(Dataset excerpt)
· · · ·
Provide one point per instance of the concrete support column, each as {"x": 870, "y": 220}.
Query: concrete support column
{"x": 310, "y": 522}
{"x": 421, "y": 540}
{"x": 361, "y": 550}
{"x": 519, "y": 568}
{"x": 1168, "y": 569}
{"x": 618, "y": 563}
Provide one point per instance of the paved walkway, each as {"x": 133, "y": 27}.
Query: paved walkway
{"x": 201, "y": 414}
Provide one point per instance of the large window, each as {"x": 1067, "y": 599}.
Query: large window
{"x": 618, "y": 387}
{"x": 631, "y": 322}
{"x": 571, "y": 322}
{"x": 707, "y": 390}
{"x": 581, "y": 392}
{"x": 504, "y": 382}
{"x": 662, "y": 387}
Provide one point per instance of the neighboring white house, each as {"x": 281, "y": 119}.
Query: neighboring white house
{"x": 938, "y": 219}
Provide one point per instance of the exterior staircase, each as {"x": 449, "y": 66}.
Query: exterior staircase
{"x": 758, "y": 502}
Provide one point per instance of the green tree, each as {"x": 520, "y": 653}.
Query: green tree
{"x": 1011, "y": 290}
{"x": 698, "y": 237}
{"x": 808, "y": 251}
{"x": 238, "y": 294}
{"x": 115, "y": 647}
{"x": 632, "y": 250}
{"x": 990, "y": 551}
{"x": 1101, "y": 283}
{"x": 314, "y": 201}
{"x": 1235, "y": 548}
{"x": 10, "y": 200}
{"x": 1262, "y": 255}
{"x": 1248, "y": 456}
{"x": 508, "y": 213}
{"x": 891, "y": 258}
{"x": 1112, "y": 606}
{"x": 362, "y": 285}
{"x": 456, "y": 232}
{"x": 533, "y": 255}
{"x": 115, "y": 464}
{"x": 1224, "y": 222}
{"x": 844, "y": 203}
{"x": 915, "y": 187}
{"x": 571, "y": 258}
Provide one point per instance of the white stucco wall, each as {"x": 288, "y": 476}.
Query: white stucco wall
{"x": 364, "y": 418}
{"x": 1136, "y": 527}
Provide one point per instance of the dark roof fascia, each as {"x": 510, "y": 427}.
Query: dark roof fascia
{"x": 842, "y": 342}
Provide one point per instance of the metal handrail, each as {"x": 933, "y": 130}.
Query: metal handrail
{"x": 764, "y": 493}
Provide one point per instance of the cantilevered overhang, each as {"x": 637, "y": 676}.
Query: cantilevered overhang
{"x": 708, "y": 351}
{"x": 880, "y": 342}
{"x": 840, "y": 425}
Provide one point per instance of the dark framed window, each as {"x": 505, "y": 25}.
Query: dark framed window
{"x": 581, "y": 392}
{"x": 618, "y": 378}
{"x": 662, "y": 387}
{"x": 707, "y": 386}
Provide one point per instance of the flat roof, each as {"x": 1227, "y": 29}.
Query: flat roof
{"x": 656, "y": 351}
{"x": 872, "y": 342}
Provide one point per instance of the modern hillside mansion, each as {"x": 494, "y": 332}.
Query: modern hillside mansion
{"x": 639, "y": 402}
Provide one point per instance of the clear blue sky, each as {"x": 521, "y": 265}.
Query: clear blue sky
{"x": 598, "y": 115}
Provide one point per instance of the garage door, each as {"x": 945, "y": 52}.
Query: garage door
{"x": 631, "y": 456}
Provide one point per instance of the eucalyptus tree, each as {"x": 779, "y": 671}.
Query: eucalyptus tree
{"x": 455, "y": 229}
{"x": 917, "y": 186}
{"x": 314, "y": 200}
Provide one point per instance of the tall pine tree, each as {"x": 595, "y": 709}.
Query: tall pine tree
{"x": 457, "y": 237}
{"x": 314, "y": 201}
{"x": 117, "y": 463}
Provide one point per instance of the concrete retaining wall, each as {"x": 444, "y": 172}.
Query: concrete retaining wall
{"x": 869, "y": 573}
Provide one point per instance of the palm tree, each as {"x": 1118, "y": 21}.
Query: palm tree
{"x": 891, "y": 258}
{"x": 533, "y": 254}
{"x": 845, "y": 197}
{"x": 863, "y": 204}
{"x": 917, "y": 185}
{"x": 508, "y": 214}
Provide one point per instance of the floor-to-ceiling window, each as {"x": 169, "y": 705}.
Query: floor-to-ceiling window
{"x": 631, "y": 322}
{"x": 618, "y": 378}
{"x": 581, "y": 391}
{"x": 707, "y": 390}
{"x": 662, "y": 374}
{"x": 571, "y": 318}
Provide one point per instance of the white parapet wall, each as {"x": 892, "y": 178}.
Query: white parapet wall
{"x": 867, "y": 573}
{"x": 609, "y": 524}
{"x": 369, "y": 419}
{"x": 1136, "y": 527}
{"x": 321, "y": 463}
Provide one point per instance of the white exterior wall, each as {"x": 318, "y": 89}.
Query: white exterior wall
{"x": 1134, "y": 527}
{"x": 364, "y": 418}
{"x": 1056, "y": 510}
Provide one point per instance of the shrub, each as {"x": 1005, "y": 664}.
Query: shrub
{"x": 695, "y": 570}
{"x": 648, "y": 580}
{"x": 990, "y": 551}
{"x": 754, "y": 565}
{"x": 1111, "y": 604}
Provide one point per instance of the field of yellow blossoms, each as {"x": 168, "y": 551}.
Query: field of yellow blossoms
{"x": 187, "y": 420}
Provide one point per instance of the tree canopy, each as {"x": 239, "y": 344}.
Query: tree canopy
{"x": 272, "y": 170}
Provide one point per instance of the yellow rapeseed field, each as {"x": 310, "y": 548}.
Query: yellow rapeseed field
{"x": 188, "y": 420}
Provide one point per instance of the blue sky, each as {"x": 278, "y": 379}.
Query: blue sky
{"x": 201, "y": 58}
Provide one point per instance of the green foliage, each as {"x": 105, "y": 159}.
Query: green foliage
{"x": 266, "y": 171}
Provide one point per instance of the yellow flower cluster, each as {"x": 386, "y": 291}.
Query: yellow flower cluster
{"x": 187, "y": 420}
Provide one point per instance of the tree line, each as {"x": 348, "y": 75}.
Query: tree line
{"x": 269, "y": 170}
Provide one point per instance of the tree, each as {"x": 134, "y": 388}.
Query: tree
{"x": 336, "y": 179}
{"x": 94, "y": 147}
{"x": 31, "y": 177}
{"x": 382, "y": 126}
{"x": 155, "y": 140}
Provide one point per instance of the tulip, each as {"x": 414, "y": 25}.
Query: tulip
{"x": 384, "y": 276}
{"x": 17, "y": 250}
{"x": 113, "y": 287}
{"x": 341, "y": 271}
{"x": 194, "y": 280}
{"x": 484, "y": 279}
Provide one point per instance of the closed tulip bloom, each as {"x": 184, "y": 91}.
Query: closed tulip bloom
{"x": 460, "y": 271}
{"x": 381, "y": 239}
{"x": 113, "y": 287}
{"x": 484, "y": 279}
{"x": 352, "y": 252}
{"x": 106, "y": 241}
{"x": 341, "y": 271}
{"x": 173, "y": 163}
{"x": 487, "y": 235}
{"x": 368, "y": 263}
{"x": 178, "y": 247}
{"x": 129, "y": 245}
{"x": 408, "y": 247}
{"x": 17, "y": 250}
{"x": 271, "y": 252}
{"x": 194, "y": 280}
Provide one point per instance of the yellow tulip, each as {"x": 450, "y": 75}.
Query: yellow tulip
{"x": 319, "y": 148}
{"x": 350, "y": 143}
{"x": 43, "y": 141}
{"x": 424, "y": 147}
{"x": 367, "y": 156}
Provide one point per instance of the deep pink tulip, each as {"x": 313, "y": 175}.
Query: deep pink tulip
· · · ·
=== Short task ===
Rewrite the records above, replacing every "Query" with "Target" and leaving everything else unchanged.

=== Output of the task ===
Provide one point per instance of the concrete support column, each as {"x": 870, "y": 220}.
Target: concrete support column
{"x": 310, "y": 522}
{"x": 421, "y": 540}
{"x": 361, "y": 550}
{"x": 519, "y": 568}
{"x": 1168, "y": 569}
{"x": 618, "y": 563}
Provide one point per instance of the paved walkway, each as {"x": 133, "y": 27}.
Target: paved walkway
{"x": 201, "y": 414}
Provide one point per instance of the large window, each as {"x": 1067, "y": 599}.
Target: large window
{"x": 618, "y": 387}
{"x": 631, "y": 322}
{"x": 571, "y": 322}
{"x": 707, "y": 390}
{"x": 581, "y": 392}
{"x": 504, "y": 382}
{"x": 662, "y": 387}
Provide one point per instance of the neighboring white house, each as {"x": 281, "y": 119}.
Target: neighboring white house
{"x": 938, "y": 219}
Provide one point per instance of the exterior staircase, each as {"x": 449, "y": 66}.
Target: exterior staircase
{"x": 758, "y": 502}
Provide one point per instance of the green tree, each as {"x": 520, "y": 653}.
Target: green tree
{"x": 1011, "y": 290}
{"x": 698, "y": 237}
{"x": 808, "y": 251}
{"x": 238, "y": 294}
{"x": 115, "y": 647}
{"x": 632, "y": 250}
{"x": 990, "y": 551}
{"x": 1101, "y": 283}
{"x": 314, "y": 201}
{"x": 1235, "y": 548}
{"x": 10, "y": 200}
{"x": 1262, "y": 255}
{"x": 1248, "y": 456}
{"x": 508, "y": 213}
{"x": 891, "y": 258}
{"x": 1112, "y": 606}
{"x": 362, "y": 285}
{"x": 456, "y": 232}
{"x": 533, "y": 255}
{"x": 115, "y": 464}
{"x": 1224, "y": 222}
{"x": 844, "y": 203}
{"x": 915, "y": 187}
{"x": 571, "y": 258}
Provide one point per instance of the white stucco wall, each as {"x": 288, "y": 476}.
Target: white stucco wall
{"x": 364, "y": 418}
{"x": 1136, "y": 527}
Provide one point per instance of the dark roof fascia, each as {"x": 510, "y": 427}.
Target: dark roof fascia
{"x": 842, "y": 342}
Provide one point per instance of the metal handrail, each as {"x": 933, "y": 130}.
Target: metal handrail
{"x": 764, "y": 493}
Provide one point per instance of the cantilevered overhang, each as {"x": 637, "y": 676}.
Target: cantilevered overhang
{"x": 708, "y": 351}
{"x": 880, "y": 342}
{"x": 840, "y": 425}
Provide one point per instance of the dark framed window, each as {"x": 505, "y": 25}.
Target: dark framed window
{"x": 581, "y": 392}
{"x": 618, "y": 378}
{"x": 662, "y": 387}
{"x": 707, "y": 386}
Provide one point per instance of the flat roof, each as {"x": 1227, "y": 29}.
Target: flat roof
{"x": 656, "y": 351}
{"x": 872, "y": 342}
Provide one point per instance of the modern hillside mansion, each as {"x": 494, "y": 332}.
Target: modern hillside mansion
{"x": 639, "y": 402}
Provide one point per instance of the clear blue sky, each as {"x": 521, "y": 265}.
Target: clear blue sky
{"x": 598, "y": 115}
Provide one point per instance of the garage door, each as {"x": 945, "y": 52}.
Target: garage door
{"x": 631, "y": 456}
Provide one point per instance of the eucalyptus tree, each as {"x": 779, "y": 671}.
Target: eucalyptus tree
{"x": 455, "y": 229}
{"x": 917, "y": 186}
{"x": 314, "y": 200}
Provide one point per instance of the tall pine tree, each as {"x": 595, "y": 709}.
Target: tall pine tree
{"x": 457, "y": 237}
{"x": 314, "y": 201}
{"x": 117, "y": 463}
Provide one point per instance of the concrete retaining wall, each as {"x": 444, "y": 172}.
Target: concrete retaining wall
{"x": 869, "y": 573}
Provide one point per instance of the palm tree, each as {"x": 1118, "y": 21}.
Target: palm tree
{"x": 891, "y": 258}
{"x": 533, "y": 254}
{"x": 845, "y": 197}
{"x": 863, "y": 204}
{"x": 917, "y": 185}
{"x": 508, "y": 214}
Provide one point per instance of the floor-to-ceiling window, each as {"x": 169, "y": 705}.
Target: floor-to-ceiling window
{"x": 631, "y": 322}
{"x": 618, "y": 378}
{"x": 581, "y": 391}
{"x": 707, "y": 390}
{"x": 662, "y": 374}
{"x": 571, "y": 318}
Provide one point per instance of the white parapet wall, each as {"x": 892, "y": 178}.
Target: white parapet wall
{"x": 867, "y": 573}
{"x": 609, "y": 524}
{"x": 369, "y": 419}
{"x": 1136, "y": 527}
{"x": 321, "y": 463}
Provide one point per instance of the white exterior wall, each as {"x": 318, "y": 89}.
Target: white exterior wall
{"x": 1134, "y": 527}
{"x": 364, "y": 418}
{"x": 1056, "y": 510}
Provide one point per instance of the shrub, each as {"x": 1005, "y": 664}.
Target: shrub
{"x": 695, "y": 570}
{"x": 648, "y": 580}
{"x": 990, "y": 551}
{"x": 754, "y": 565}
{"x": 1111, "y": 604}
Provide one point per instance of the field of yellow blossoms, each as {"x": 168, "y": 551}.
Target: field of yellow blossoms
{"x": 187, "y": 420}
Provide one point per instance of the tree canopy, each as {"x": 239, "y": 344}.
Target: tree canopy
{"x": 272, "y": 170}
Provide one point per instance of the yellow rapeseed field, each as {"x": 310, "y": 548}.
Target: yellow rapeseed field
{"x": 188, "y": 420}
Provide one point per instance of the blue sky, each as {"x": 278, "y": 379}.
Target: blue sky
{"x": 201, "y": 58}
Provide one point per instance of the green foliage, each as {"x": 105, "y": 159}.
Target: green foliage
{"x": 266, "y": 171}
Provide one point per instance of the yellow flower cluster, each as {"x": 386, "y": 291}.
Target: yellow flower cluster
{"x": 187, "y": 420}
Provide one point per instance of the tree line, each as {"x": 348, "y": 75}.
Target: tree line
{"x": 269, "y": 170}
Provide one point per instance of the tree, each as {"x": 134, "y": 388}.
Target: tree
{"x": 336, "y": 179}
{"x": 94, "y": 147}
{"x": 31, "y": 177}
{"x": 382, "y": 126}
{"x": 155, "y": 140}
Provide one point per instance of the tulip, each as {"x": 414, "y": 25}.
Target: tulip
{"x": 384, "y": 276}
{"x": 17, "y": 250}
{"x": 113, "y": 287}
{"x": 341, "y": 271}
{"x": 194, "y": 280}
{"x": 484, "y": 279}
Provide one point per instance of the closed tulip bloom, each as {"x": 184, "y": 91}.
Target: closed tulip bloom
{"x": 460, "y": 271}
{"x": 381, "y": 239}
{"x": 113, "y": 287}
{"x": 484, "y": 279}
{"x": 352, "y": 252}
{"x": 106, "y": 241}
{"x": 341, "y": 271}
{"x": 173, "y": 163}
{"x": 487, "y": 235}
{"x": 368, "y": 263}
{"x": 178, "y": 247}
{"x": 129, "y": 245}
{"x": 408, "y": 247}
{"x": 17, "y": 250}
{"x": 271, "y": 252}
{"x": 194, "y": 280}
Provide one point per instance of the yellow tulip, each as {"x": 450, "y": 75}.
Target: yellow tulip
{"x": 319, "y": 148}
{"x": 350, "y": 143}
{"x": 43, "y": 141}
{"x": 424, "y": 147}
{"x": 367, "y": 156}
Provide one point per instance of the deep pink tulip, each as {"x": 313, "y": 175}.
Target: deep pink tulip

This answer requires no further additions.